Appendix A
If you’re new to Microsoft Windows 8.1, you need to know a few things about the Windows 8.1 user interface. Although this appendix doesn’t reveal anything earthshaking, it does provide a quick-and-dirty overview of some basics you need to know to get around.
If you’ve used other Windows applications and have already spent at least a little bit of time using Windows 8 or Windows 8.1 (and so know how to start programs and how to stop Windows), you probably don’t need to read this appendix because you already know the material it covers.
I won’t bore you with technical details. The information here, though, will enable you not only to operate Quicken, but also to converse easily about the newest versions of Windows at cocktail parties, over lunch, or with the guy at the computer store.
If you want more information, you may want to read a book such as Windows 8.1 For Dummies, by Andy Rathbone (John Wiley & Sons, Inc.).
Windows 8.1 — and when I use the term Windows 8.1 here, again, I mean any version of Microsoft Windows 8.1 — is an operating environment that manages your system resources (things like memory, your monitor, your printer, and so on).
Applications (programs such as Quicken) run on top of Windows 8.1. In other words, you start Windows 8.1 by turning on your personal computer (PC). Then, after Windows 8.1 is running, you can start applications, such as Quicken.
Windows 8.1 provides a standard graphical interface. In English, Windows 8.1 provides a common approach for using visual elements — tiles, icons, buttons, check boxes, and so on. (This appendix describes how the major pieces of this graphical interface work.)
Windows 8.1 enables you to run more than one application at a time. You may, for example, run Quicken; a tax preparation package; and a Windows accessory program, such as a web browser.
Starting Windows 8.1 is easy. You just turn on your personal computer (PC). If you can find the on–off switch, you’re set.
If you can’t find the on–off switch, or it doesn’t seem to work, don’t feel silly. Ask someone who has used that computer. Sometimes the switch is on the front of the computer and is labeled On–Off (which makes good sense, of course). Sometimes, I’m afraid, manufacturers stick the on–off switch on the back of the computer or label the switch something really stupid, such as 0 and 1. Sometimes, too, people plug a computer and all its peripherals (printers, modems, and all that junk) into a power strip that needs to be turned on to turn on the computer. So just ask someone. (If you bought the computer, of course, you can just telephone the place you bought it from.)
Just so you don’t feel like a complete imbecile, I have to tell you something: I once had to call someone to find out how to click the stupid mouse that I got with my laptop computer.

Records of labeled points:
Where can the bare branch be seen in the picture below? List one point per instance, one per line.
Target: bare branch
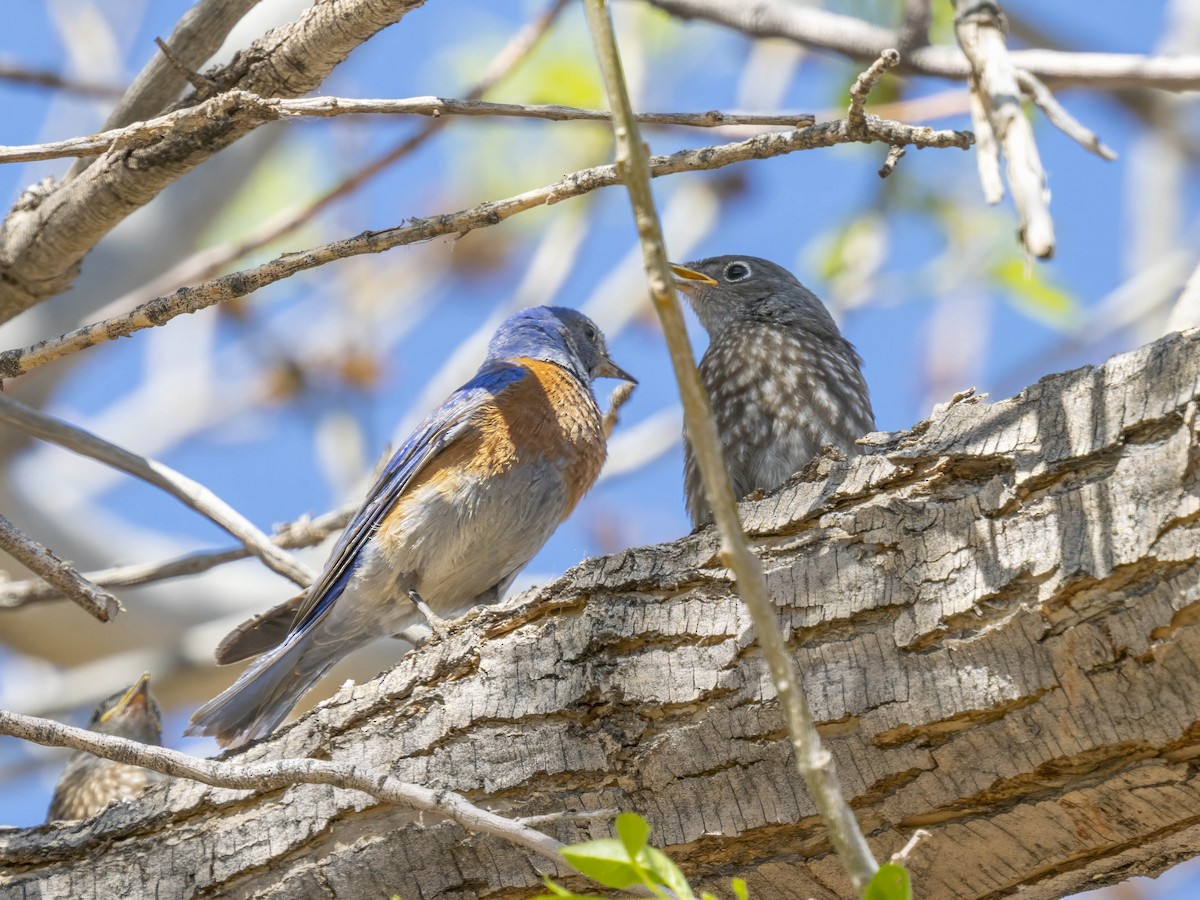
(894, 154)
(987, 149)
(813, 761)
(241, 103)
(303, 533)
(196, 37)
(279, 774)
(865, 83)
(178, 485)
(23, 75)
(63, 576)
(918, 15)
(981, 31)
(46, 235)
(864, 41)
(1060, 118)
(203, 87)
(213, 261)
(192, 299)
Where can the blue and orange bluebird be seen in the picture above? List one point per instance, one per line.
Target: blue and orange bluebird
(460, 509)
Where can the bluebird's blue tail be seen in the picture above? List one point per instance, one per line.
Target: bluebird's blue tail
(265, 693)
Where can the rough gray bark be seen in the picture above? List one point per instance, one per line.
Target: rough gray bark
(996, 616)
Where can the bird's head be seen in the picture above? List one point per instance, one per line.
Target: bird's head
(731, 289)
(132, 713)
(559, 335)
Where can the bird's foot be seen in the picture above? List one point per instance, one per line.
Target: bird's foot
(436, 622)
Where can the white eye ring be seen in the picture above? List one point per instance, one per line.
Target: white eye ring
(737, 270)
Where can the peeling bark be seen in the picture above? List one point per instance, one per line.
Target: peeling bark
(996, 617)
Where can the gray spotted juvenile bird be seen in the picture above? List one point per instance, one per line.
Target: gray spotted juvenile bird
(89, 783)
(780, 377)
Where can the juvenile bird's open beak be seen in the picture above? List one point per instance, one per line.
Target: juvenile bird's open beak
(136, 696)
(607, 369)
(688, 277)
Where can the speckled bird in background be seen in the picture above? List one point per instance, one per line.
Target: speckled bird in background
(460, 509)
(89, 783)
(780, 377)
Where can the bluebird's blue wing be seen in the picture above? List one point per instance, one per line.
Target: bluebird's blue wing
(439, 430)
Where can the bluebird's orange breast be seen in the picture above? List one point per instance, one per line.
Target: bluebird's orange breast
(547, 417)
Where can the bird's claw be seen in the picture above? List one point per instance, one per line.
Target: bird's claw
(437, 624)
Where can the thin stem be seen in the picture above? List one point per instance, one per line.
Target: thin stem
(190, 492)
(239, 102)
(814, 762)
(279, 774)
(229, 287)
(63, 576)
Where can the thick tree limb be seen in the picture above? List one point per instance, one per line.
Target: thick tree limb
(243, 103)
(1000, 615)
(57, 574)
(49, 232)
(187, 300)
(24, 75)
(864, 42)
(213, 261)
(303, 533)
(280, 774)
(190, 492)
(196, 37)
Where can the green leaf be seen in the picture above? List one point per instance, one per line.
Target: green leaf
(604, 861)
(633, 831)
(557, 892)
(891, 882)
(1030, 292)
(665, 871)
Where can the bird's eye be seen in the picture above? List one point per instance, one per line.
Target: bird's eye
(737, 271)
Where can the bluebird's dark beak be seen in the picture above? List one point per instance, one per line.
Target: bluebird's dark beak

Exercise instructions:
(a) In the Windows 8.1 appendix, swap "cocktail parties" for "dinner parties" and write out the passage starting at "If you’ve used" and ending at "Wiley & Sons, Inc.).".
(b) According to the Windows 8.1 appendix, why might someone who has used other Windows applications and spent some time with Windows 8 or Windows 8.1 not need to read it?

Final results:
(a)
If you’ve used other Windows applications and have already spent at least a little bit of time using Windows 8 or Windows 8.1 (and so know how to start programs and how to stop Windows), you probably don’t need to read this appendix because you already know the material it covers.
I won’t bore you with technical details. The information here, though, will enable you not only to operate Quicken, but also to converse easily about the newest versions of Windows at dinner parties, over lunch, or with the guy at the computer store.
If you want more information, you may want to read a book such as Windows 8.1 For Dummies, by Andy Rathbone (John Wiley & Sons, Inc.).

(b) Such a reader probably already knows the material the appendix covers, such as how to start programs and how to stop Windows.